## Task objective
Count how many lines in the records below contain the string "positive", and state only that number.

## Data for this task
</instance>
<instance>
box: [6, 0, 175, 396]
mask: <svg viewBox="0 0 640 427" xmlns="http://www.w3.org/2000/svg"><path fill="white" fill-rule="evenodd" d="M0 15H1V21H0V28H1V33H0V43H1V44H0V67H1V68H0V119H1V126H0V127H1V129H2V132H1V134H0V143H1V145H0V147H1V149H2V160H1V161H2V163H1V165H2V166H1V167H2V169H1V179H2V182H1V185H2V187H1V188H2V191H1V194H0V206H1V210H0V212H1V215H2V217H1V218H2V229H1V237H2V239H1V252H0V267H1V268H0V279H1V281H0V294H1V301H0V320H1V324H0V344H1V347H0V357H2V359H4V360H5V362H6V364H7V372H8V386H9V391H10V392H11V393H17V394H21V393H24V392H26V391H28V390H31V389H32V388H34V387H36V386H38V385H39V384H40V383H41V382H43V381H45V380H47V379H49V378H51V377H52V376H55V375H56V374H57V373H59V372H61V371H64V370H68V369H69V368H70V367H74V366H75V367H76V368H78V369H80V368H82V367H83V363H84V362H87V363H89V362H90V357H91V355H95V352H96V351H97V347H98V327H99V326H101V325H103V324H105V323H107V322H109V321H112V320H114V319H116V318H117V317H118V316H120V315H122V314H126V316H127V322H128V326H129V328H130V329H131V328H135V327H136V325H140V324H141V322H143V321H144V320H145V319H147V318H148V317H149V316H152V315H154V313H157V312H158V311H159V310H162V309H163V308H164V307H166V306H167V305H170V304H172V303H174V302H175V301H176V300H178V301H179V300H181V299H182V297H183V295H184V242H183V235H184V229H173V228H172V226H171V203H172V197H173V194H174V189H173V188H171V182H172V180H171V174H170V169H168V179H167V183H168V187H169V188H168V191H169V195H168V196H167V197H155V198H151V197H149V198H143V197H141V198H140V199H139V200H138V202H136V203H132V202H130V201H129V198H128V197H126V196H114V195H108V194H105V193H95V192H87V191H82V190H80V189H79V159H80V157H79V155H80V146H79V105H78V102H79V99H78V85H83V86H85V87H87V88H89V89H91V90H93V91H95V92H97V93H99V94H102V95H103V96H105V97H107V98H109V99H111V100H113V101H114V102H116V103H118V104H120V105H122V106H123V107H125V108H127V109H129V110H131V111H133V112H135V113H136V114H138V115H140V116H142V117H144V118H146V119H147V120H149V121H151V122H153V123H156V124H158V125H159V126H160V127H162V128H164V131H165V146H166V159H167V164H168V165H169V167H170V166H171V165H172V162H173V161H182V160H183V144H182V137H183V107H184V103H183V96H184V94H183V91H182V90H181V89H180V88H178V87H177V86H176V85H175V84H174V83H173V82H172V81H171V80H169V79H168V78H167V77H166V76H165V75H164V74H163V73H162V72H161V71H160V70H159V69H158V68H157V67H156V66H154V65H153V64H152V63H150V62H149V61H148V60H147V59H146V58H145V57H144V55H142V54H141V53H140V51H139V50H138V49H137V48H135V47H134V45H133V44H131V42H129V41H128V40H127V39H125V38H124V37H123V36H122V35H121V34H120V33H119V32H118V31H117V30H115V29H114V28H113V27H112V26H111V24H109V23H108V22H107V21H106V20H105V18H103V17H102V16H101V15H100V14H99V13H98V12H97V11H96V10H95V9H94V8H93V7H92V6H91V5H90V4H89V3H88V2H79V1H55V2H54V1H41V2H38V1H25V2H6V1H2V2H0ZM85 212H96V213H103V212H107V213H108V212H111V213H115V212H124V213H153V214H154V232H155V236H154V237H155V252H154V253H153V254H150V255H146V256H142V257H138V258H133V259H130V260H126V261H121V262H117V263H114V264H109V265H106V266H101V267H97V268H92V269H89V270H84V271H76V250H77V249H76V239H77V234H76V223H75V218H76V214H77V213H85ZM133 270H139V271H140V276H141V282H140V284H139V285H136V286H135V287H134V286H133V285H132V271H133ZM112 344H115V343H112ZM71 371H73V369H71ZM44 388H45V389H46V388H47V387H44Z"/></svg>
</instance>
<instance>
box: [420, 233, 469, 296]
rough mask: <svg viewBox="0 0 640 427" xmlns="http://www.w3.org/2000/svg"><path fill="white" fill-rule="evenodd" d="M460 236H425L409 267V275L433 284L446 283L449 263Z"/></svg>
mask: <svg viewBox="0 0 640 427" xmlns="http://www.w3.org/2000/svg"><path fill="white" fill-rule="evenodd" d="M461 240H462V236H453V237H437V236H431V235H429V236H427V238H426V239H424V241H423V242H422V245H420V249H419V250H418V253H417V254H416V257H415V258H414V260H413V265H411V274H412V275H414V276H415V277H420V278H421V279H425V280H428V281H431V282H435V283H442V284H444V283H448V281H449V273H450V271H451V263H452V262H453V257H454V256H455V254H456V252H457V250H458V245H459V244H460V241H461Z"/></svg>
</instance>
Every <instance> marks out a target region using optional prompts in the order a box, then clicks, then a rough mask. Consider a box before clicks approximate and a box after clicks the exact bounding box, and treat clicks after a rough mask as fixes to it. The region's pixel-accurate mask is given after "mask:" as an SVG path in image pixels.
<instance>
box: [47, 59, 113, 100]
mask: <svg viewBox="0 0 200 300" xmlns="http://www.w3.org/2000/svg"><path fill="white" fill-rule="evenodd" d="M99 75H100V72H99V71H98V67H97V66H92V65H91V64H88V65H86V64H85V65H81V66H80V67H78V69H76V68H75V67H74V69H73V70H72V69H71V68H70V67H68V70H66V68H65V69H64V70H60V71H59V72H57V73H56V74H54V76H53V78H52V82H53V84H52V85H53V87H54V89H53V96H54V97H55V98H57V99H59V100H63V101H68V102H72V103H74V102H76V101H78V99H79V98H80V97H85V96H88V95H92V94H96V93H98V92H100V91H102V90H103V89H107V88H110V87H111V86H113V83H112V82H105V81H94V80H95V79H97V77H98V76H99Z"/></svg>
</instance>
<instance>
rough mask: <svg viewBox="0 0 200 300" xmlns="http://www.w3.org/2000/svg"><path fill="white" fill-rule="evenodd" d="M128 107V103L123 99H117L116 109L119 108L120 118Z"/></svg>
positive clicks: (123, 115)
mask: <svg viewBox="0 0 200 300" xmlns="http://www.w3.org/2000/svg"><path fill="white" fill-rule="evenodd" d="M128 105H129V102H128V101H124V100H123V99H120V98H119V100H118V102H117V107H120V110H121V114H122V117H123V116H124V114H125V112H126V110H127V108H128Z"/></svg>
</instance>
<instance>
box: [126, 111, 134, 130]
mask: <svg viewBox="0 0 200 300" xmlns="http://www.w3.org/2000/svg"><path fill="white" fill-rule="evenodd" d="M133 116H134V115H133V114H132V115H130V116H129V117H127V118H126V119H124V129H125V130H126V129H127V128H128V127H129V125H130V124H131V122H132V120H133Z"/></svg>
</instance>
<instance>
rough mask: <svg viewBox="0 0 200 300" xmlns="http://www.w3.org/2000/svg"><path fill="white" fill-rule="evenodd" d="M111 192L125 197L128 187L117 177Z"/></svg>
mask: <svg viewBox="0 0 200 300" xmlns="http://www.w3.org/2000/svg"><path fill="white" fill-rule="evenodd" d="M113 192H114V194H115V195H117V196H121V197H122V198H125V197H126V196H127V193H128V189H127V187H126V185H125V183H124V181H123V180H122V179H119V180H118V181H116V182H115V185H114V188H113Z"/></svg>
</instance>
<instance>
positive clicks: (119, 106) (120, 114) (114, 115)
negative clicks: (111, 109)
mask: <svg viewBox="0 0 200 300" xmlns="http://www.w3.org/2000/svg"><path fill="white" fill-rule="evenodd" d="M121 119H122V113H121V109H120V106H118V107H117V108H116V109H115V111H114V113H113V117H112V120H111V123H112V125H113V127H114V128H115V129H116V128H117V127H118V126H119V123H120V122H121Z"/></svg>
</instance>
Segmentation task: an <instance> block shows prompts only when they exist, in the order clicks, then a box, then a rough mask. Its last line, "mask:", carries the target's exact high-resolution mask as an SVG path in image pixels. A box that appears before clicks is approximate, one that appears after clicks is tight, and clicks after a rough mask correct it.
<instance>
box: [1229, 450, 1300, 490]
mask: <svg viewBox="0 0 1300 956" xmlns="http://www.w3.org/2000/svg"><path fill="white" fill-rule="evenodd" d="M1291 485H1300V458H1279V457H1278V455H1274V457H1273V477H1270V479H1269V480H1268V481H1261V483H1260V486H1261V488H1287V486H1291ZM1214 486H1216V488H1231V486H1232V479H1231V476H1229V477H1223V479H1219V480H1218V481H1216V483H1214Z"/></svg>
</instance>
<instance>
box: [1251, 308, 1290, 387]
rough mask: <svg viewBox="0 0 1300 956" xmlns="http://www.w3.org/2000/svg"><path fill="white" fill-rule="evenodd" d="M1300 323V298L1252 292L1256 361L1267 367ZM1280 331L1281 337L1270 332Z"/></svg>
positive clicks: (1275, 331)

## Written response
3